DETAILED DESCRIPTION OF THE PREFERRED EMBODIMENTS

[0093] First, description will be made on the theoretical configuration of the invention.

[0094]FIG. 1 shows a syntactic information tagging support system adopting the theoretical configuration of the invention. In FIG. 1, the syntactic information tagging support system includes an analysis-target sentence retaining section 1, a parsing section 2, a semantic analysis section 3, an analysis result retaining section 4, a semantic analysis result determining section 5, a parsing result determining section 6 and a tagging section 7.

[0095] The analysis-target sentence retaining section 1 retains a target sentence for parsing. The parsing section 2 applies parsing processing to each of sentences retained by the analysis-target sentence retaining section 1, and outputs parsing result candidates such as candidates of a modification relation of the sentence. The semantic analysis section 3 performs semantic analysis processing on each of sentences retained by the analysis-target sentence retaining section 1, and outputs semantic analysis result candidates such as candidates of a case frame of the sentence. The analysis result retaining section 4 retains analysis result information including the parsing result candidates, the semantic analysis result candidates, and correspondence relations between the both. The semantic analysis result determining section 5 has a user interface for presenting the semantic analysis result candidates to a user so as to allow the user to select a correct semantic analysis result. A semantic analysis result is determined by the selection of the user. The parsing result determining section 6 determines a parsing result based on the determined semantic analysis result and the analysis result information retained by the analysis result retaining section 4. The tagging section 7 performs tagging with tags indicating syntactic information upon each of sentences retained by the analysis-target sentence retaining section 1 on the basis of the determined parsing result.

**DATA LINES:**
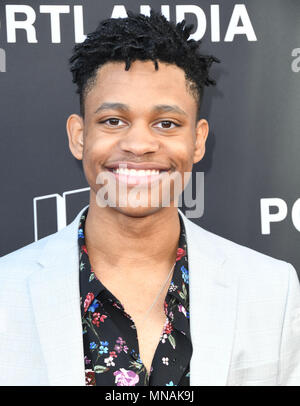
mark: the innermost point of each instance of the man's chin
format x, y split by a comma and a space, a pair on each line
138, 211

**TASK DIRECTIONS:** For each statement below, say yes or no to whether it agrees with the tagging support system description, and quote the words of the text that decide it. 1. The user's selection determines the semantic analysis result. 2. The parsing section outputs candidates of a case frame of the sentence. 3. The tagging section tags each sentence on the basis of the determined semantic analysis result.

**THE OUTPUT:**
1. Yes: "A semantic analysis result is determined by the selection of the user."
2. No: the parsing section "outputs parsing result candidates such as candidates of a modification relation of the sentence", while the semantic analysis section "outputs semantic analysis result candidates such as candidates of a case frame of the sentence."
3. No: the tagging section performs tagging "on the basis of the determined parsing result."